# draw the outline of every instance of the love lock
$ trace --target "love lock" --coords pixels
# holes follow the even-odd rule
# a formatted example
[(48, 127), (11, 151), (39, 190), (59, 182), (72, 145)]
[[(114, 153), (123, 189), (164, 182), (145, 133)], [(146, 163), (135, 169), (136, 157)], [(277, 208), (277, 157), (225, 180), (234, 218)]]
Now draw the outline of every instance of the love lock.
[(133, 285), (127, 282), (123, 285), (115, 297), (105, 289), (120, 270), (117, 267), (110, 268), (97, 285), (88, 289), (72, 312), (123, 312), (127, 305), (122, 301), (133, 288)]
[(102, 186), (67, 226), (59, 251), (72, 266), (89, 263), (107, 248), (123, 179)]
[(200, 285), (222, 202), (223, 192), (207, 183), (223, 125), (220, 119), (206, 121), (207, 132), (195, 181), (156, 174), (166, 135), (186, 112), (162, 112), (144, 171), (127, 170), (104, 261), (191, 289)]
::::
**OBJECTIVE**
Please arrange every line of the listing above as a Markdown table with the columns Row and Line, numbering the rows and leaving out blank lines.

**REPLY**
| Row | Line |
|---|---|
| 1 | # draw the outline of every instance of the love lock |
| 2 | $ trace --target "love lock" --coords pixels |
| 3 | # holes follow the even-odd rule |
| 4 | # a formatted example |
| 5 | [(48, 127), (11, 151), (39, 190), (59, 182), (72, 145)] |
| 6 | [[(114, 153), (123, 189), (164, 182), (145, 133)], [(146, 163), (135, 169), (136, 157)], [(277, 208), (277, 157), (225, 180), (234, 218)]] |
| 7 | Now draw the outline of every instance of the love lock. |
| 8 | [(133, 285), (127, 282), (123, 285), (115, 297), (105, 289), (120, 270), (117, 267), (110, 268), (97, 285), (88, 289), (72, 312), (123, 312), (127, 305), (122, 301), (133, 288)] |
| 9 | [(102, 186), (67, 226), (59, 251), (72, 266), (89, 263), (107, 248), (123, 179)] |
| 10 | [(200, 285), (222, 202), (223, 192), (207, 183), (223, 125), (220, 119), (206, 121), (207, 132), (195, 181), (156, 174), (166, 135), (186, 112), (162, 112), (144, 171), (127, 170), (104, 261), (191, 289)] |